* _Work to be completed_
Please set out the lines between the one holding "Question. Locate the sink basin" and the one holding "x=413 y=421", inclusive, as a JSON list of strings. Use one string per line and leave out blank lines.

* _Entries supplied_
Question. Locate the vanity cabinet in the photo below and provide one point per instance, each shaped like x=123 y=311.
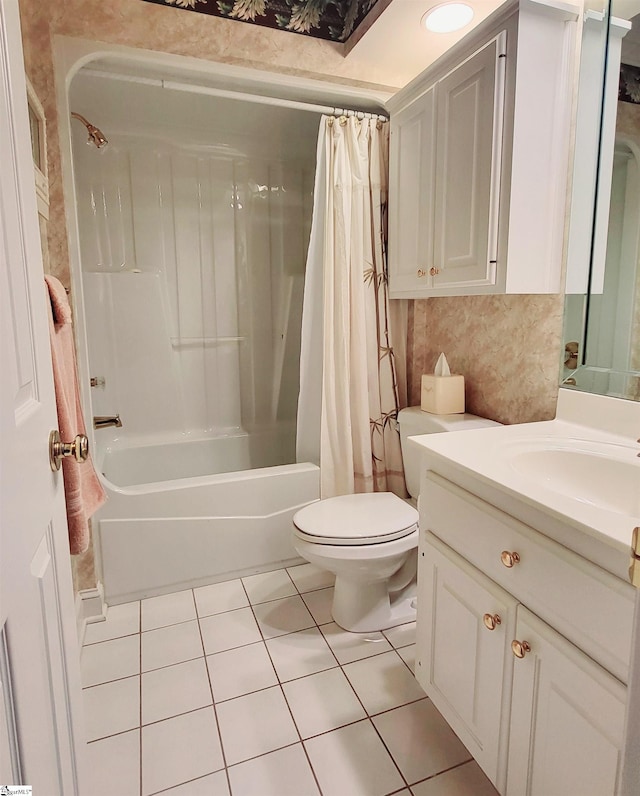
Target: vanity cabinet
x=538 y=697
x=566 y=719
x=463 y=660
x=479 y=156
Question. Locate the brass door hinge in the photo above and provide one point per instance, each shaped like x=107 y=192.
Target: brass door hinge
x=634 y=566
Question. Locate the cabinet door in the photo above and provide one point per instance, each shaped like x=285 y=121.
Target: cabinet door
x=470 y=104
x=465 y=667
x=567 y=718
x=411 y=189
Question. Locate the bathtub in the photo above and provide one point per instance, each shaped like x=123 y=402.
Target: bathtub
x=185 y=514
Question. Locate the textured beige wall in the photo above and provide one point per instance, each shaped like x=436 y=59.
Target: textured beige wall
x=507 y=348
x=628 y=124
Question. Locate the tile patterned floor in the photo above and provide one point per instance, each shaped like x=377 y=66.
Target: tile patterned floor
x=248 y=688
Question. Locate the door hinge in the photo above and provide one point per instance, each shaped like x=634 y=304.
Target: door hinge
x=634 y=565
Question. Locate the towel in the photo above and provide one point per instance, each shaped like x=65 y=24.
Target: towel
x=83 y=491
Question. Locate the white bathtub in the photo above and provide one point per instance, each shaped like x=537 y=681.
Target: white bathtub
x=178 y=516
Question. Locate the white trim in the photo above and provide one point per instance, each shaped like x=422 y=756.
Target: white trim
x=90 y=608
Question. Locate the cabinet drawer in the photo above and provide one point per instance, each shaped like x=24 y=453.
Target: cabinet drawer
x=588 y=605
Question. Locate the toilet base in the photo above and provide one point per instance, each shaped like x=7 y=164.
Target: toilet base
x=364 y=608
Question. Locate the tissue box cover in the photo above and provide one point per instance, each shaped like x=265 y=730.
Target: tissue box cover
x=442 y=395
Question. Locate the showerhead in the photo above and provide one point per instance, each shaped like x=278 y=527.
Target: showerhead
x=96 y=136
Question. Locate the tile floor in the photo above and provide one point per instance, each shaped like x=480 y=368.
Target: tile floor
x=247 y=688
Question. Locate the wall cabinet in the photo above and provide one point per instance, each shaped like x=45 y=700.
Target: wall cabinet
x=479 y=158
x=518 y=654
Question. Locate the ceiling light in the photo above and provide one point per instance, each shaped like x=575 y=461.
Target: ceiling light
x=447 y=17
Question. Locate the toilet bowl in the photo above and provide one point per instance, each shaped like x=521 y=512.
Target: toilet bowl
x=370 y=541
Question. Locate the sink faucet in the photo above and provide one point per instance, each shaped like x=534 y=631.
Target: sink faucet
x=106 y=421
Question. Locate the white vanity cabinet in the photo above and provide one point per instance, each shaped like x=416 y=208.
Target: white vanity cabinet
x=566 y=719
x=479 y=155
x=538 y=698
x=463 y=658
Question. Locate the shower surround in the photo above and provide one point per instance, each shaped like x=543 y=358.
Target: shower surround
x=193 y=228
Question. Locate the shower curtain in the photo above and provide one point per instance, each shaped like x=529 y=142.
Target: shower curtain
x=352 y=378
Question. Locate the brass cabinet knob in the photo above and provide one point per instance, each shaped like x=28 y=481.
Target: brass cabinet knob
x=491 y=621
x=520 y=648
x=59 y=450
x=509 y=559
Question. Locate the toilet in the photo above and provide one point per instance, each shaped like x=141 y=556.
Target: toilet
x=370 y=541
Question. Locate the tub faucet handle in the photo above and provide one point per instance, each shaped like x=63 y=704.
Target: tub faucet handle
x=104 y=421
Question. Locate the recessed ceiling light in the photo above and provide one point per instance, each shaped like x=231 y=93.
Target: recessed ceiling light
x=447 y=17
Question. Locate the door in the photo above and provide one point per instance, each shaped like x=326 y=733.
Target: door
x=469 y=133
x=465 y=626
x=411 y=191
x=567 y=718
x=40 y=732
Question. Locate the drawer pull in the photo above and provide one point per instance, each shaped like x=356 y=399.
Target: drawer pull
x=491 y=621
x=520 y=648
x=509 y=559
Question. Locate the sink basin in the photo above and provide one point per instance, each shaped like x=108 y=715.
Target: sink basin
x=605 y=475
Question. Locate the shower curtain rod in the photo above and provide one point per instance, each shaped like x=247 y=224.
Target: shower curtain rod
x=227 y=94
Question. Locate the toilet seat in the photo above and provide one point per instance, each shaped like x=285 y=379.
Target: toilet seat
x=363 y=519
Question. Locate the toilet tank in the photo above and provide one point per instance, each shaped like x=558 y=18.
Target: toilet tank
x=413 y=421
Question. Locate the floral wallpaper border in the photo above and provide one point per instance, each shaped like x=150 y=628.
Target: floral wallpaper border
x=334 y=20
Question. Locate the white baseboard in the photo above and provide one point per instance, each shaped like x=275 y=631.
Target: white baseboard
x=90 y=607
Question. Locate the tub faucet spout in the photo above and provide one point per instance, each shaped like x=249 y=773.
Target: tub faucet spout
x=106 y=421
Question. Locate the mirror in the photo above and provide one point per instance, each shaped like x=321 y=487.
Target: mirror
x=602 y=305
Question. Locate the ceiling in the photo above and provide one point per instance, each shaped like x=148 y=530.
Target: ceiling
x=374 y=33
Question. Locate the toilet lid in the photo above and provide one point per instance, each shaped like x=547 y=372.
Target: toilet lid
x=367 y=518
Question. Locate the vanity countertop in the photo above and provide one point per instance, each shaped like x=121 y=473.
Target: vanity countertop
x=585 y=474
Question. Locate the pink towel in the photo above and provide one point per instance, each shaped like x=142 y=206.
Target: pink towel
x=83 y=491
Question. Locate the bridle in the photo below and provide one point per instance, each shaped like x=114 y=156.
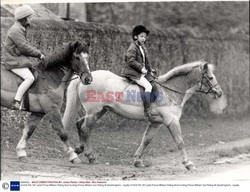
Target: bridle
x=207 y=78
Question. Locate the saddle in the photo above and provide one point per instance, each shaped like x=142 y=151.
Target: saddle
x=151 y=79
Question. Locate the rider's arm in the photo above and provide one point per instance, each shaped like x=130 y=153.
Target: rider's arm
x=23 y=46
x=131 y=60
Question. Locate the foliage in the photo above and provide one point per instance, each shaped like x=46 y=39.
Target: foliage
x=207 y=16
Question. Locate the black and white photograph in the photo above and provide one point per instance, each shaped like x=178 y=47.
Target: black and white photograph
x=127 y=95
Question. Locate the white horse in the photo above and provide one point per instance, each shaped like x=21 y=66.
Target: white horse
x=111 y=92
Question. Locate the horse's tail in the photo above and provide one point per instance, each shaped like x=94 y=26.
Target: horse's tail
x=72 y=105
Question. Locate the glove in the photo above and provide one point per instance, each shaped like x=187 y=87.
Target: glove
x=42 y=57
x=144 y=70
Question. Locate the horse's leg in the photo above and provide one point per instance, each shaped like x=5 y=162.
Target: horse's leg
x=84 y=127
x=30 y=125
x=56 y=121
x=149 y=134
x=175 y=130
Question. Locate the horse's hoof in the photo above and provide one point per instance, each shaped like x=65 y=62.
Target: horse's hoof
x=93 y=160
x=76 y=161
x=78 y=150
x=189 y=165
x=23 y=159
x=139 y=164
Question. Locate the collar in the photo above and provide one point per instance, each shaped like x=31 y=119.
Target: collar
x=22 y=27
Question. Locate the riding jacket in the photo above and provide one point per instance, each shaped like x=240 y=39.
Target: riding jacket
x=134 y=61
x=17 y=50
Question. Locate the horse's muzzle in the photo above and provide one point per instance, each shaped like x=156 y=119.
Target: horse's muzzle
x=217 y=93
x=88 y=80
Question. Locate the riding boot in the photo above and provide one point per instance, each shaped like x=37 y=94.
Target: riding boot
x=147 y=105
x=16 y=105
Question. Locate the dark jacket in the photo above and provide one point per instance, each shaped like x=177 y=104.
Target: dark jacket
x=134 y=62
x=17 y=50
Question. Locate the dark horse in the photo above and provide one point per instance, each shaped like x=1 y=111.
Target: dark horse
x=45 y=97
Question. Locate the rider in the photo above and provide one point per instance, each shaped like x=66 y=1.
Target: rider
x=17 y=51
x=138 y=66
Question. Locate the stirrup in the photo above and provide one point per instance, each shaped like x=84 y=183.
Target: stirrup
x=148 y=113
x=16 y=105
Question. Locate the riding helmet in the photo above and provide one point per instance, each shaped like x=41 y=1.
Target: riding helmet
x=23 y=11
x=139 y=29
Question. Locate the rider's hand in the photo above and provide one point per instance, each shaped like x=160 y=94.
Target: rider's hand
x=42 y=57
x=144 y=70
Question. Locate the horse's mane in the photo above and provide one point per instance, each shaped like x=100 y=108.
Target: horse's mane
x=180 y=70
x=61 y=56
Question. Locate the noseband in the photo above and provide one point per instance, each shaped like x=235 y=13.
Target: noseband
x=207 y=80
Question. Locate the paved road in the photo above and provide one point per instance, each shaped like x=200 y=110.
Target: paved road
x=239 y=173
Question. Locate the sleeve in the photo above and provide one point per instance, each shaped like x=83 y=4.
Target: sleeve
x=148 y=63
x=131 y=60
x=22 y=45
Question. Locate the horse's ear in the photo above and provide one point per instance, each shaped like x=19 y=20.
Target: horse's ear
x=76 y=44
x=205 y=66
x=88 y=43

==

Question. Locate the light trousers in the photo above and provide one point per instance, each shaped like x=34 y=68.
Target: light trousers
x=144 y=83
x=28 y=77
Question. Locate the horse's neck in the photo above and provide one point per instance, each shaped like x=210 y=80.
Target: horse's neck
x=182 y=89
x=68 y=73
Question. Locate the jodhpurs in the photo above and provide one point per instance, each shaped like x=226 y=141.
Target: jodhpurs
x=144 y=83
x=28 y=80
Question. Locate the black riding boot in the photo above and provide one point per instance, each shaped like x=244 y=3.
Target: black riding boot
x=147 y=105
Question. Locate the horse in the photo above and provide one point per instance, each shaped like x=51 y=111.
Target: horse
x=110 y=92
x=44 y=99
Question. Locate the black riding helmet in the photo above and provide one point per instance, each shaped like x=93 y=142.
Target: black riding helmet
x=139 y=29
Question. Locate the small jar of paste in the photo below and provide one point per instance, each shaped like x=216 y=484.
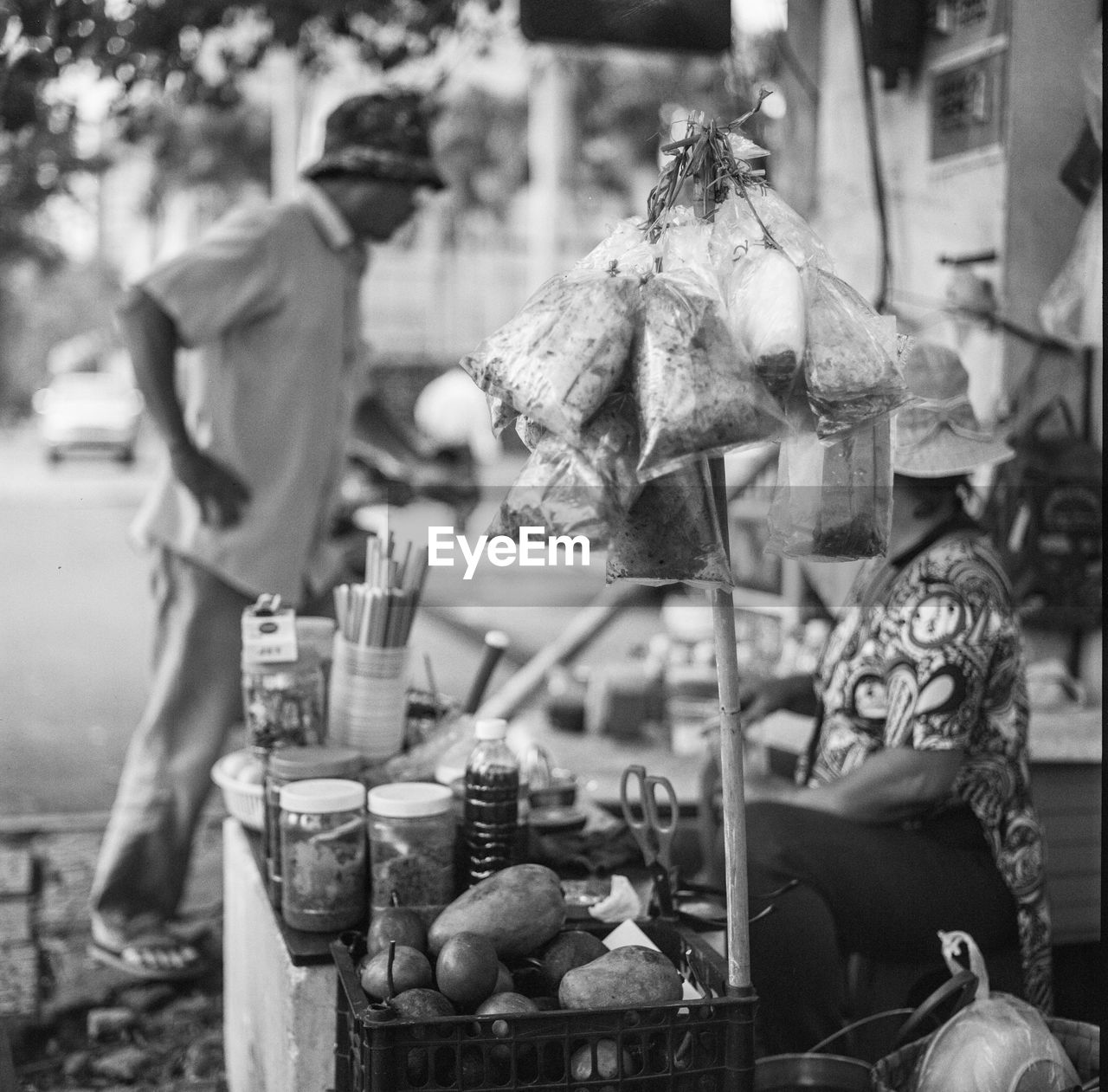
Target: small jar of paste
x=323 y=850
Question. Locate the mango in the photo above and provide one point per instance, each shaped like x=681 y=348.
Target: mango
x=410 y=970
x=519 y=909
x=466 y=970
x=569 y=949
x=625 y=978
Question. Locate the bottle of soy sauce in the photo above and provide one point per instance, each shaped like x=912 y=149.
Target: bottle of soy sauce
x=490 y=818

* _Task answer_
[
  "Question. Locate the sink basin in the photo above and provide one point per instance, each shaped like x=108 y=715.",
  "Target: sink basin",
  "x=605 y=475",
  "Question. Locate the shower curtain rod in the photo above and provide one point per instance, each shaped like x=247 y=224.",
  "Target: shower curtain rod",
  "x=227 y=94",
  "Question. Locate the toilet seat in the photo above and provide one point per instance, each shaped like x=285 y=379.",
  "Target: toilet seat",
  "x=363 y=519",
  "Question. Locate the toilet tank in the photo above and provide one point per instance, each shaped like x=558 y=18.",
  "Target: toilet tank",
  "x=413 y=421"
]